PASSAGE PROVIDED -
▬▬▬

Explicit unlikely()?

> +			/* Initialize according to the NAT action. */
> +			err = (range && range->flags & NF_NAT_RANGE_MAP_IPS)
> +				/* Action is set up to establish a new
> +				 * mapping */
> +				? nf_nat_setup_info(ct, range, maniptype)
> +				: nf_nat_alloc_null_binding(ct, hooknum);
> +		}
> +		break;
> +
> +	case IP_CT_ESTABLISHED:
> +	case IP_CT_ESTABLISHED_REPLY:
> +		break;
> +
> +	default:
> +		err = NF_DROP;
> +		goto push;
> +	}
> +
> +	if (err == NF_ACCEPT)

▬▬▬

SOURCE DATA -
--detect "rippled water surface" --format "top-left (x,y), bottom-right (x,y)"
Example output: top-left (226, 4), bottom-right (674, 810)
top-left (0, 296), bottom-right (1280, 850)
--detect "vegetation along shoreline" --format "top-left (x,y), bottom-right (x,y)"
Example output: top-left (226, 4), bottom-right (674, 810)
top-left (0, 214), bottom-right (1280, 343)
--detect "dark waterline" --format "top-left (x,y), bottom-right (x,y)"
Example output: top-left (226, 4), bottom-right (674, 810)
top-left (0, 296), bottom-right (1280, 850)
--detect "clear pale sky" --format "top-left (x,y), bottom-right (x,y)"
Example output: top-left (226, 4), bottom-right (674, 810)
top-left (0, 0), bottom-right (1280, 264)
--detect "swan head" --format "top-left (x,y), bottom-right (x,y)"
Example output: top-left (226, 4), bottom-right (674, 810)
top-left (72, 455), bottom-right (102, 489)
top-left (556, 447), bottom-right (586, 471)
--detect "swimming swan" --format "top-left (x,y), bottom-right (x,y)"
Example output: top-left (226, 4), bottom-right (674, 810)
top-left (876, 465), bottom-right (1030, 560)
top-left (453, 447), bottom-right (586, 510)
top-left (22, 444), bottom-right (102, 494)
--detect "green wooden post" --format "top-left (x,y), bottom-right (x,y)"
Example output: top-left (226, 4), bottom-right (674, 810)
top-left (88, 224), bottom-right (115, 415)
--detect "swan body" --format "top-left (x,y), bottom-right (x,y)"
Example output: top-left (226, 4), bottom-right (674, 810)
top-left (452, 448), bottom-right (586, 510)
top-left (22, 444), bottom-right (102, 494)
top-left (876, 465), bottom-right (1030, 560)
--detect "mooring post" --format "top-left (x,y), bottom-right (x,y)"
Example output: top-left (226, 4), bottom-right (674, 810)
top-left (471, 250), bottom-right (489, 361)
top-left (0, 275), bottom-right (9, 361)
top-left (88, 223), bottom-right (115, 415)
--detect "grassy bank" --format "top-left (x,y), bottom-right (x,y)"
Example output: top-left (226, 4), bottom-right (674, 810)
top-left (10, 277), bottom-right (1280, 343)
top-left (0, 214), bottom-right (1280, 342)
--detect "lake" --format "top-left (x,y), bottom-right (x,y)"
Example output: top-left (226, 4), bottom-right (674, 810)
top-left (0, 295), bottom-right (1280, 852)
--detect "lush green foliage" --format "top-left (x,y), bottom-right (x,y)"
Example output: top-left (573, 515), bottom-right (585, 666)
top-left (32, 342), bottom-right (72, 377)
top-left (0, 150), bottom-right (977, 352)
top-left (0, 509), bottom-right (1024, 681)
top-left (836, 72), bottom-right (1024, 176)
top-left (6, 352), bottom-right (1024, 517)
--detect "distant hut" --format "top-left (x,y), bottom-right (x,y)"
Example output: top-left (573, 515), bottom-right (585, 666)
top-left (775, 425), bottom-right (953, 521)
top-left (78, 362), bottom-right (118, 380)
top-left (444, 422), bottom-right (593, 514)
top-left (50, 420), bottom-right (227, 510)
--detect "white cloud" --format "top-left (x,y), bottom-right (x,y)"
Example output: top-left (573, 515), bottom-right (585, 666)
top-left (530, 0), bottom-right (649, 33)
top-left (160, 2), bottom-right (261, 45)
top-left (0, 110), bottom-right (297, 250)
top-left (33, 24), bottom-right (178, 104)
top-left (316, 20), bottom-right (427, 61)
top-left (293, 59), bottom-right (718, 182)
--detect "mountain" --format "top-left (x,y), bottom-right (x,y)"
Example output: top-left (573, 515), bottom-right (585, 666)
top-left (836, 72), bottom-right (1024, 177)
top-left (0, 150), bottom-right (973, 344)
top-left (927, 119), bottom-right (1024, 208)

▬▬▬

REQUESTS -
1. Answer these questions about the patch excerpt, labeling each answer with its letter:
(a) What does the first line of the patch excerpt ask?
(b) Which function is called when range is set and its flags include NF_NAT_RANGE_MAP_IPS?
(c) In the default case, what value is assigned to err?
2. Please pick out every line of the records that contains the string "post", and copy each one.

WRITTEN ANSWERS -
1.
(a) Explicit unlikely()?
(b) nf_nat_setup_info(ct, range, maniptype)
(c) NF_DROP

2.
--detect "green wooden post" --format "top-left (x,y), bottom-right (x,y)"
--detect "mooring post" --format "top-left (x,y), bottom-right (x,y)"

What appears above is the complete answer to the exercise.